[[ Materials provided, beginning ]]

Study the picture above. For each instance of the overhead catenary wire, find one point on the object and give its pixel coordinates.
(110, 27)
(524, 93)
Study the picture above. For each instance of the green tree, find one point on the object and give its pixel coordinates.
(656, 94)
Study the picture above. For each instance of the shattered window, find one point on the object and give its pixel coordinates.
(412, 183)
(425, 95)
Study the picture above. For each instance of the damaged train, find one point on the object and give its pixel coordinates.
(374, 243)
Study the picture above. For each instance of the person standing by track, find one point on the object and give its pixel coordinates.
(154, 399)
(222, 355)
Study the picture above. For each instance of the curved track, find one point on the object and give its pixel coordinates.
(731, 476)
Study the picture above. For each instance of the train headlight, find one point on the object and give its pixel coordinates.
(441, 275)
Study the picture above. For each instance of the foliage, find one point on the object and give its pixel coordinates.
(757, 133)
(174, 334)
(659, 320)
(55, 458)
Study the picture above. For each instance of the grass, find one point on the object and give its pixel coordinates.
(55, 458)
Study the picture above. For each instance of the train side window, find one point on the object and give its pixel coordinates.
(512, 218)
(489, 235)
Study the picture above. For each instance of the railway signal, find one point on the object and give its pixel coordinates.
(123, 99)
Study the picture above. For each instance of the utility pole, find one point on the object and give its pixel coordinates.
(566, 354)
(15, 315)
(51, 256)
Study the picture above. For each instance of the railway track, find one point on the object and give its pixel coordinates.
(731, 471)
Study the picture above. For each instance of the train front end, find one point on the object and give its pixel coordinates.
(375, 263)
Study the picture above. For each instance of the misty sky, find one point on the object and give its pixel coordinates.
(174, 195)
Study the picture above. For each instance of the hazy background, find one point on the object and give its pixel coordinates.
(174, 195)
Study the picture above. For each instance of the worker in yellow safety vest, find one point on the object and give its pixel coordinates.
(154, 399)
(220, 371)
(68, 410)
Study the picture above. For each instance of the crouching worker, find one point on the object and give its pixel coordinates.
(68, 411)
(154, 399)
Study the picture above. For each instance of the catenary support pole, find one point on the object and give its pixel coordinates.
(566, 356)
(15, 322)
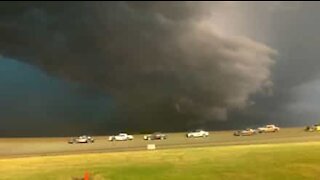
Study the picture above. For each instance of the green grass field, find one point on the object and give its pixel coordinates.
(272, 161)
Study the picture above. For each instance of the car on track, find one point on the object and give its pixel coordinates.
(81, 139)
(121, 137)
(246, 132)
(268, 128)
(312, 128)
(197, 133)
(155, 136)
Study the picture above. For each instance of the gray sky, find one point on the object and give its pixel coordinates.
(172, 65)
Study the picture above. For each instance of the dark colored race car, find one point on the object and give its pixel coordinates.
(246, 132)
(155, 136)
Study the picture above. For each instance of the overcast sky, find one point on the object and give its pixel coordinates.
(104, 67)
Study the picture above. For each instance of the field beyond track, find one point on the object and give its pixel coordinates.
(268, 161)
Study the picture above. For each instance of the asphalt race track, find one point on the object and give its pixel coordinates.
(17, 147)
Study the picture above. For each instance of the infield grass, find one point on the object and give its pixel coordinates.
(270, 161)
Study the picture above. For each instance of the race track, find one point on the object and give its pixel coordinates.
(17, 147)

[[ Materials provided, end ]]
[[ Materials provided, beginning ]]

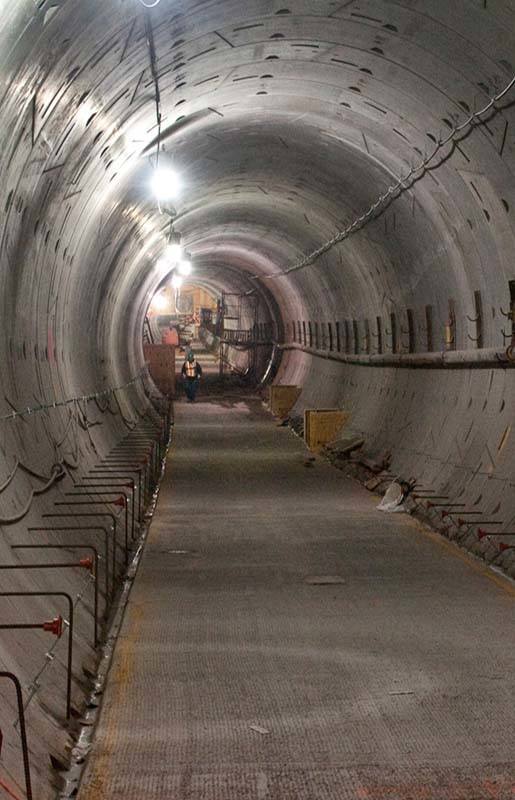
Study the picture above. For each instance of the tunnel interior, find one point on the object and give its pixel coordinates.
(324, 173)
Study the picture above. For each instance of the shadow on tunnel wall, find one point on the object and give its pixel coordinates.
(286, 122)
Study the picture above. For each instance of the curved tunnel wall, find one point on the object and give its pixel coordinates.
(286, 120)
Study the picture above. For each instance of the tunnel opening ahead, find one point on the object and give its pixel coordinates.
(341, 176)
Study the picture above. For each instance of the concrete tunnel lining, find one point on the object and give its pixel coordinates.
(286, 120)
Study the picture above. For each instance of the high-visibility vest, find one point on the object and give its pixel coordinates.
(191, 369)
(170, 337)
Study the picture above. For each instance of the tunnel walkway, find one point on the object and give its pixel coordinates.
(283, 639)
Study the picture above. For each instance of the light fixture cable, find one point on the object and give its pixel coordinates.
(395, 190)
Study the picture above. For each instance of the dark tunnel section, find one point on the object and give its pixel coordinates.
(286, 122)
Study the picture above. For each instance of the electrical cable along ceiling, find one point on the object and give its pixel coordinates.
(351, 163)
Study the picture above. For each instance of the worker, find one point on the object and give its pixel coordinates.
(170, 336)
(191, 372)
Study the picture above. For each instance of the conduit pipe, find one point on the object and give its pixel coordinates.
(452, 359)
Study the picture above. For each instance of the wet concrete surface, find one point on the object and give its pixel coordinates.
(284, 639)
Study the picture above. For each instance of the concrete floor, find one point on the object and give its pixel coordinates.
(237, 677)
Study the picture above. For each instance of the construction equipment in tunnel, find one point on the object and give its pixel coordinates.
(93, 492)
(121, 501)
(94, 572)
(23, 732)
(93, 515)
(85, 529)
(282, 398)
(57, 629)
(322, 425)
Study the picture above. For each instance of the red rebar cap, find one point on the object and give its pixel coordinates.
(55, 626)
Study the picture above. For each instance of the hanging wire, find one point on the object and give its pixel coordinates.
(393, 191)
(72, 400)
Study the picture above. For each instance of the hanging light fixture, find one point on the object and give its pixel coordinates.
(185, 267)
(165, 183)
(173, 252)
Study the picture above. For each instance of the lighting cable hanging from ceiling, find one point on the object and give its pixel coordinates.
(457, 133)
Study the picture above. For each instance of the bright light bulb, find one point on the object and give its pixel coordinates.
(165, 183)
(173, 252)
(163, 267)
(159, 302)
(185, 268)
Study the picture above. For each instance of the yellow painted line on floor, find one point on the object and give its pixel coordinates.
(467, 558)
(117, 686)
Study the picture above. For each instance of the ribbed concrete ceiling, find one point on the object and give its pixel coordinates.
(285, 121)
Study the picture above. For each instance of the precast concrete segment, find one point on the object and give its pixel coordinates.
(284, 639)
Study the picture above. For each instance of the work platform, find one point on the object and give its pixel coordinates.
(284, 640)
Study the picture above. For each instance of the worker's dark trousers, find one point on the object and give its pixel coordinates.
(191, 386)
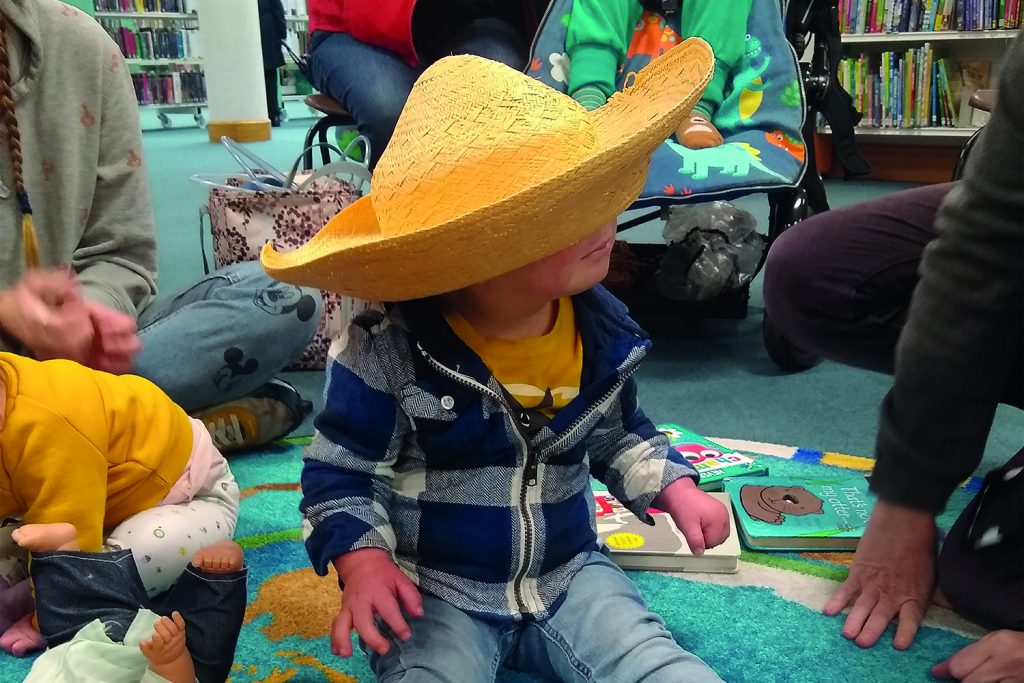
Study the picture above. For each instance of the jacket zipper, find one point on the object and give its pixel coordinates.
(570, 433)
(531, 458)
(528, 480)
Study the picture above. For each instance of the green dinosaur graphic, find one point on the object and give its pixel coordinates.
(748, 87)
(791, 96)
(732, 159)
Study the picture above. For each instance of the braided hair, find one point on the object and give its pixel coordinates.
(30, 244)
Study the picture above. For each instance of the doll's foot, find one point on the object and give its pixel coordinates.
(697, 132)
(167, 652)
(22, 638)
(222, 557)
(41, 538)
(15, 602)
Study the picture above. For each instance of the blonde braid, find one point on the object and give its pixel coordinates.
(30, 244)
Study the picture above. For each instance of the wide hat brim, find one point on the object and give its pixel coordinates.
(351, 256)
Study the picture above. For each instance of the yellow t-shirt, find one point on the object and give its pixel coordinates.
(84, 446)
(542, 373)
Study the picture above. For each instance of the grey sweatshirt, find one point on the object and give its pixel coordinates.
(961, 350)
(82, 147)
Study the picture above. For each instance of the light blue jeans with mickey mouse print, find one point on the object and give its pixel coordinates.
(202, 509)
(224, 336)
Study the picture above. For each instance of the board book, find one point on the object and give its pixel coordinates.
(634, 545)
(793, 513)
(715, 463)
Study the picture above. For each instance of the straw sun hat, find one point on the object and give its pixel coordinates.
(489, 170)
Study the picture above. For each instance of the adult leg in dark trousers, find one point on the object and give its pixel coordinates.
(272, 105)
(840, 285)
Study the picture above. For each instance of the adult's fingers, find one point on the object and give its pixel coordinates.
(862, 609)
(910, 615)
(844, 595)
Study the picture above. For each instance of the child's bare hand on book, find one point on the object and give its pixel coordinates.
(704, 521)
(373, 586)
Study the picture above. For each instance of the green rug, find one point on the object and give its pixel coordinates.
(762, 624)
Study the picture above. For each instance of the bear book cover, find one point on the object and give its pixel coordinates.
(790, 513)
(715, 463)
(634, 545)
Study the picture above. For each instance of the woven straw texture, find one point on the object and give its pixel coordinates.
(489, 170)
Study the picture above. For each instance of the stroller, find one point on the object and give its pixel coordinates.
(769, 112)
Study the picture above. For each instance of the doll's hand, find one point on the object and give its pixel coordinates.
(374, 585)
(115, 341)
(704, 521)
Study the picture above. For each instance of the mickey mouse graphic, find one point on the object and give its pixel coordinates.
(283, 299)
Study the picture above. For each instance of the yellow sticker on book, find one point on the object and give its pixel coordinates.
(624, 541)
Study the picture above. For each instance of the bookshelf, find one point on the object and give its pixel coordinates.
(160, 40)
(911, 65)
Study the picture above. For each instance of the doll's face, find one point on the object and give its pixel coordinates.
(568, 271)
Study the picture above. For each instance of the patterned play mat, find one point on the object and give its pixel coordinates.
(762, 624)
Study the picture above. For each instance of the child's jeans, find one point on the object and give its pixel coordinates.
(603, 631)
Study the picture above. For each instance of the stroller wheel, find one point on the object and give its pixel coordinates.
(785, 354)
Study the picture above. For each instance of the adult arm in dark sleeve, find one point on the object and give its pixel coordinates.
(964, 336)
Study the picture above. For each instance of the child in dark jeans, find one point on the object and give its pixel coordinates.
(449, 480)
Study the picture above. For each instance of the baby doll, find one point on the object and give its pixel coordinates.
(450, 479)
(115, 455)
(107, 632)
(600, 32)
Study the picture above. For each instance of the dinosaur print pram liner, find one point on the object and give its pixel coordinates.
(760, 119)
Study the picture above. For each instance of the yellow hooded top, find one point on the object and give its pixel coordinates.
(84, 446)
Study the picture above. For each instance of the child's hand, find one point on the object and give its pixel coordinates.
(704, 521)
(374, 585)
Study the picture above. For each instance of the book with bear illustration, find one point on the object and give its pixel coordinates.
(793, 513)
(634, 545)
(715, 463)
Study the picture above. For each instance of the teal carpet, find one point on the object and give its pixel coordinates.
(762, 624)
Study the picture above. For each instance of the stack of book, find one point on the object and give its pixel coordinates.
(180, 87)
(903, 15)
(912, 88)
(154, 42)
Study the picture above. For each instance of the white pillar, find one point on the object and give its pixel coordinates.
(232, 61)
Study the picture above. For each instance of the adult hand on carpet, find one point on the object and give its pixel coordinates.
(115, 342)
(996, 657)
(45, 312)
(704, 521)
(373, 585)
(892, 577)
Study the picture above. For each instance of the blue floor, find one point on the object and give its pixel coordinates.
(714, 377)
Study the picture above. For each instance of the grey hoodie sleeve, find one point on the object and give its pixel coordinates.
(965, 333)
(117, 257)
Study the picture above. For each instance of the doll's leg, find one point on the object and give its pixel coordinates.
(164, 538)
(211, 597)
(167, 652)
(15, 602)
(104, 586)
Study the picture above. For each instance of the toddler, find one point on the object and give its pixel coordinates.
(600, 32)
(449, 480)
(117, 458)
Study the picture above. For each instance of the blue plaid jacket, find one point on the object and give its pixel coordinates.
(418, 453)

[[ Materials provided, end ]]
[[ Materials provided, beginning ]]

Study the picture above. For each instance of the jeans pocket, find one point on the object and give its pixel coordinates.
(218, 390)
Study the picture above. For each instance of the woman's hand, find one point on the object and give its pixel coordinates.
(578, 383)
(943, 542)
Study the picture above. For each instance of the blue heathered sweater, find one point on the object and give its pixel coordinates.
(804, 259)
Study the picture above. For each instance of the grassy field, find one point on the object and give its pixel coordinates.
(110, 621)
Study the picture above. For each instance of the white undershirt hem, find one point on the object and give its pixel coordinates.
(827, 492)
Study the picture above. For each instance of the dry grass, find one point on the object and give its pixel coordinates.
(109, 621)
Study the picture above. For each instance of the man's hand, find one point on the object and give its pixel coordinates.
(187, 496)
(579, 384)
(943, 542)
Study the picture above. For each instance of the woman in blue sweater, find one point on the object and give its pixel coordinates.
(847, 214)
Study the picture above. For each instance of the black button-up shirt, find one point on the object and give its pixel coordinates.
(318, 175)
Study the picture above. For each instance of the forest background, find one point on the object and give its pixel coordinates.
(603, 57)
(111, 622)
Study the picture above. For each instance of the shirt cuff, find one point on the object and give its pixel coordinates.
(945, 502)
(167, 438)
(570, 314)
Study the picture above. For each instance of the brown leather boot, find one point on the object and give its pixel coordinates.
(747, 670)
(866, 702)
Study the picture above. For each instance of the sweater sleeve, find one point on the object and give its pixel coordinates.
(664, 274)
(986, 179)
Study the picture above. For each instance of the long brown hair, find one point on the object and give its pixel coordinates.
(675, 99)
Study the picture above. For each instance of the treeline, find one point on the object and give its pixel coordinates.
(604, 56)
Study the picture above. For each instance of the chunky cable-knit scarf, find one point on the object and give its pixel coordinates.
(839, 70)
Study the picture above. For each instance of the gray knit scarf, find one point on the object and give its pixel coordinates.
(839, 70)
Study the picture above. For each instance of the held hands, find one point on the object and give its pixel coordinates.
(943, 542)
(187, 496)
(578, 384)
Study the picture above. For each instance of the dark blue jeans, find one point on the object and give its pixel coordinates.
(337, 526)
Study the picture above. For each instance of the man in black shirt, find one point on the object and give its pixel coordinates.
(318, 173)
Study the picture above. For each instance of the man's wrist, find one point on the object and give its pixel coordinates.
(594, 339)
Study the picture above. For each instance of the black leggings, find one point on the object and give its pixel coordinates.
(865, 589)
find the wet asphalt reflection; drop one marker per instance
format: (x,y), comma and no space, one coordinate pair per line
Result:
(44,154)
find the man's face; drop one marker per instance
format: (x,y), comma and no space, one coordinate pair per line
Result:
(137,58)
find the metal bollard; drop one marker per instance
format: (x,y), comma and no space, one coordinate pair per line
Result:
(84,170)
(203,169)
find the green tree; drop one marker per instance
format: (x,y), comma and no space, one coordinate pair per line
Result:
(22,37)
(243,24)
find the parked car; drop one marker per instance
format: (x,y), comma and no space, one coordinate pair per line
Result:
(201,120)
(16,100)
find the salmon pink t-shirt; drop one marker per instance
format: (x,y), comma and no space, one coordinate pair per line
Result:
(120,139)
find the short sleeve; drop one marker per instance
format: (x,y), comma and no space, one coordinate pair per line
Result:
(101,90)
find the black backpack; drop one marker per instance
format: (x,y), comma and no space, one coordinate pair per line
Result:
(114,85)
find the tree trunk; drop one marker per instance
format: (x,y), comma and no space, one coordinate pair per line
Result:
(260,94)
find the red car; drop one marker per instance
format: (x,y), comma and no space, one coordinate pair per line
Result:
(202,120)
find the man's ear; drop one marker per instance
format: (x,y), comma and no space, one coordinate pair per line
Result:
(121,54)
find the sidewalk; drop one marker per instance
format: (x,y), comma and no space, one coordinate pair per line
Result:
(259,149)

[[ Materials provided, end ]]

What to work on =
Starting at the line that has "Study the picture above. For each instance of the gray knit" and ending at the line that has "find the green", please write out the lines above exactly, leaving out all others.

Task answer =
Study the picture above. For each instance of the gray knit scarf, find one point on the object and give its pixel coordinates.
(839, 70)
Study the picture above. For each instance of the held hands, find one point on the object and give its pixel coordinates.
(943, 542)
(187, 496)
(578, 384)
Study the picture above. For each instance of the dark blue jeans, find one point on the object and give its pixel coordinates.
(337, 526)
Study the picture above. For each instance of the man in black shirt, find one point on the object and give its pixel coordinates.
(318, 173)
Study the picture above. For each instance of the man's wrist, find one point on the object and give its pixel coordinates.
(594, 339)
Study the picture above. For each instance of the black leggings, find one point on the object and give its pixel coordinates.
(865, 589)
find the wet asphalt reflection; drop one marker per instance
format: (x,y), comma and no space, one coordinate pair per line
Result:
(44,154)
find the man's face; drop one marker per instance
format: (x,y), comma and no space, one coordinate pair per line
Result:
(137,58)
find the metal bollard; drop one marker per instance
format: (x,y), comma and no space, one coordinate pair per line
Result:
(84,170)
(203,169)
find the green tree; drop one marker per instance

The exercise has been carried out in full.